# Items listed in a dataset
↓
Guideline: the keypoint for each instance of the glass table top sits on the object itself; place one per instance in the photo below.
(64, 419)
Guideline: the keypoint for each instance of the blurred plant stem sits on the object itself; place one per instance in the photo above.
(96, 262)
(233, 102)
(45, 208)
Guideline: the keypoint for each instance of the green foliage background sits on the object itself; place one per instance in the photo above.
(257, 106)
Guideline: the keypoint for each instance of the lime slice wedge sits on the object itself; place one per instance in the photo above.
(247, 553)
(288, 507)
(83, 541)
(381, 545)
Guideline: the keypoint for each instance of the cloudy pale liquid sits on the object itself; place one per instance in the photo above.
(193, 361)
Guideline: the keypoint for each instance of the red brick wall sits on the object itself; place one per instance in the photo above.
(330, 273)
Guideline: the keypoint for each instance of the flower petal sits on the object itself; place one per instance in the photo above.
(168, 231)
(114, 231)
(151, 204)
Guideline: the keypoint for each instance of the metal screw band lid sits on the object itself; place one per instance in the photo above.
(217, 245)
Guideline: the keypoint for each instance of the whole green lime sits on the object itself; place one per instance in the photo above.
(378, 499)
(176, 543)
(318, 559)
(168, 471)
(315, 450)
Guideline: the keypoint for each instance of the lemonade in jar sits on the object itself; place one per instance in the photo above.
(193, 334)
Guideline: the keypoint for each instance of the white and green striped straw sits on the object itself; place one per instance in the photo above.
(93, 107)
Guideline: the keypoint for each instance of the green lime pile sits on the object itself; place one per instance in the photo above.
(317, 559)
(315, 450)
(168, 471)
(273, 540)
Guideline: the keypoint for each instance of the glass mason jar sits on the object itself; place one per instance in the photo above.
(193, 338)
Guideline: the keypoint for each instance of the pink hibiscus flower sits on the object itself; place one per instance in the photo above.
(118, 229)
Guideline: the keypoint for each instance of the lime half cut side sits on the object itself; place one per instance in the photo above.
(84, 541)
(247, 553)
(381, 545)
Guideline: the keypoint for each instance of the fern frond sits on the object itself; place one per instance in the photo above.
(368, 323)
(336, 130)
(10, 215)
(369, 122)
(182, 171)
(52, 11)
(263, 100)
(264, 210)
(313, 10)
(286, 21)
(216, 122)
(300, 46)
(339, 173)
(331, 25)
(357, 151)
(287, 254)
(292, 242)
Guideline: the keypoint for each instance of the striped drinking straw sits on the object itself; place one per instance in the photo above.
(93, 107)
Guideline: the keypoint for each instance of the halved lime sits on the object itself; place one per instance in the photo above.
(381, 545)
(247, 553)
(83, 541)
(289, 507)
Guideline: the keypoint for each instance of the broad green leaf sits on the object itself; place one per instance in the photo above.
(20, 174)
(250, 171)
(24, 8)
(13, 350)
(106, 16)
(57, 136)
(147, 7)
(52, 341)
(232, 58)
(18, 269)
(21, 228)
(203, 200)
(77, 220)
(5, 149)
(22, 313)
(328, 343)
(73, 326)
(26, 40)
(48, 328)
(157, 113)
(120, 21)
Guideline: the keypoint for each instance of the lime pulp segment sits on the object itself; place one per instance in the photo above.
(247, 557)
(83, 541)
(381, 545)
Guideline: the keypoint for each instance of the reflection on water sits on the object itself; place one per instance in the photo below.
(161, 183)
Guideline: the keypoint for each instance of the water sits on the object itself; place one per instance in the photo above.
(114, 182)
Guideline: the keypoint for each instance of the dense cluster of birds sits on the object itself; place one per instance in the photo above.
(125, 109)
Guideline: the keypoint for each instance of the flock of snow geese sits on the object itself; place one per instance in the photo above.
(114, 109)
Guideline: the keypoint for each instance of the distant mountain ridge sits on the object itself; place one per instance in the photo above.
↑
# EXERCISE
Could you copy every record above exactly as it appears?

# RESPONSE
Guideline: the keypoint for each instance of the glass table top sits on the object itself; place one per instance in the photo below.
(64, 419)
Guideline: the keypoint for each instance of the blurred plant stem sits on the object itself; place one per instance in the photo above.
(96, 262)
(233, 102)
(45, 208)
Guideline: the keypoint for each instance of the green foliage background sits on the object itself; place one per instance in the photo above.
(257, 106)
Guideline: the keypoint for each instance of the lime slice wedge sits on the object itself; place one per instance in the photo above.
(247, 553)
(288, 507)
(83, 541)
(381, 545)
Guideline: the keypoint for each instance of the cloudy pale liquid sits on the object itself; place one per instance in the photo above.
(193, 361)
Guideline: the keypoint for each instance of the red brick wall sits on the object itself; place one per instance in the photo above.
(330, 273)
Guideline: the keypoint for each instance of the flower petal sits on the object itself; place one per instance in the photo above.
(168, 231)
(114, 231)
(151, 204)
Guideline: the keypoint for each instance of the metal screw band lid sits on the object itself; place one per instance in the photo above.
(217, 245)
Guideline: the keypoint for each instance of the whole green lime sits on the object itself; place one per instance in the photo above.
(378, 499)
(176, 543)
(318, 559)
(168, 471)
(315, 450)
Guideline: the keypoint for each instance of the lemonade in jar sits on the object itself; place one per instance in the photo above.
(193, 334)
Guideline: the keypoint for each instance of the white and green striped straw sits on the object itself; place one per instance in the photo above.
(93, 107)
Guideline: the keypoint for each instance of the green lime pile sits on the object itself; place one per instance in the photo above.
(317, 559)
(315, 450)
(168, 471)
(273, 540)
Guideline: the keypoint for each instance of the glass mason jar sits on the object itself; place one per instance in the photo above.
(193, 338)
Guideline: the keypoint for each instance of the pink hibiscus flower sits on the object itself; place one per instance in the photo above.
(118, 229)
Guideline: the keypoint for each instance of the lime half cut side sits on the object itself; place one per instance in the photo above.
(84, 541)
(247, 553)
(381, 545)
Guideline: the keypoint for each instance of the fern frond sits on the object itself; place one per instance in the photo above.
(368, 323)
(336, 130)
(10, 215)
(369, 122)
(182, 171)
(52, 11)
(263, 100)
(264, 210)
(313, 10)
(286, 21)
(216, 122)
(300, 46)
(339, 173)
(331, 25)
(357, 151)
(287, 254)
(292, 242)
Guideline: the keypoint for each instance of the striped drinking straw sits on the object itself; place one per instance in the photo above.
(93, 107)
Guideline: the keypoint for each instance of the halved lime sits on the object itself; place one per instance in the photo above.
(381, 545)
(247, 553)
(83, 541)
(289, 507)
Guideline: the keypoint for each instance of the broad green leaf sits on the object itself; place one per instance in the photo above.
(20, 174)
(250, 171)
(24, 8)
(13, 350)
(106, 16)
(57, 136)
(147, 7)
(52, 341)
(232, 58)
(18, 269)
(21, 228)
(203, 200)
(77, 220)
(5, 149)
(22, 313)
(328, 343)
(73, 326)
(26, 40)
(48, 328)
(157, 113)
(120, 21)
Guideline: the keypoint for each instance of the lime pulp segment sits on the object itself; place one per instance in the photo above.
(247, 557)
(83, 541)
(381, 545)
Guideline: the keypoint for each instance of the reflection on water sits on the object itself; place one per instance in the photo below.
(161, 183)
Guideline: the keypoint for each instance of the water sits on the object itself; place one per instance in the photo above.
(114, 182)
Guideline: the keypoint for each instance of the dense cluster of birds sits on the object itself; place one per instance in the photo above.
(125, 109)
Guideline: the keypoint for each instance of the flock of snow geese sits on the object itself; place one per instance in the photo above.
(114, 109)
Guideline: the keypoint for each instance of the distant mountain ridge sits on the object itself; place one per instance in the photo above.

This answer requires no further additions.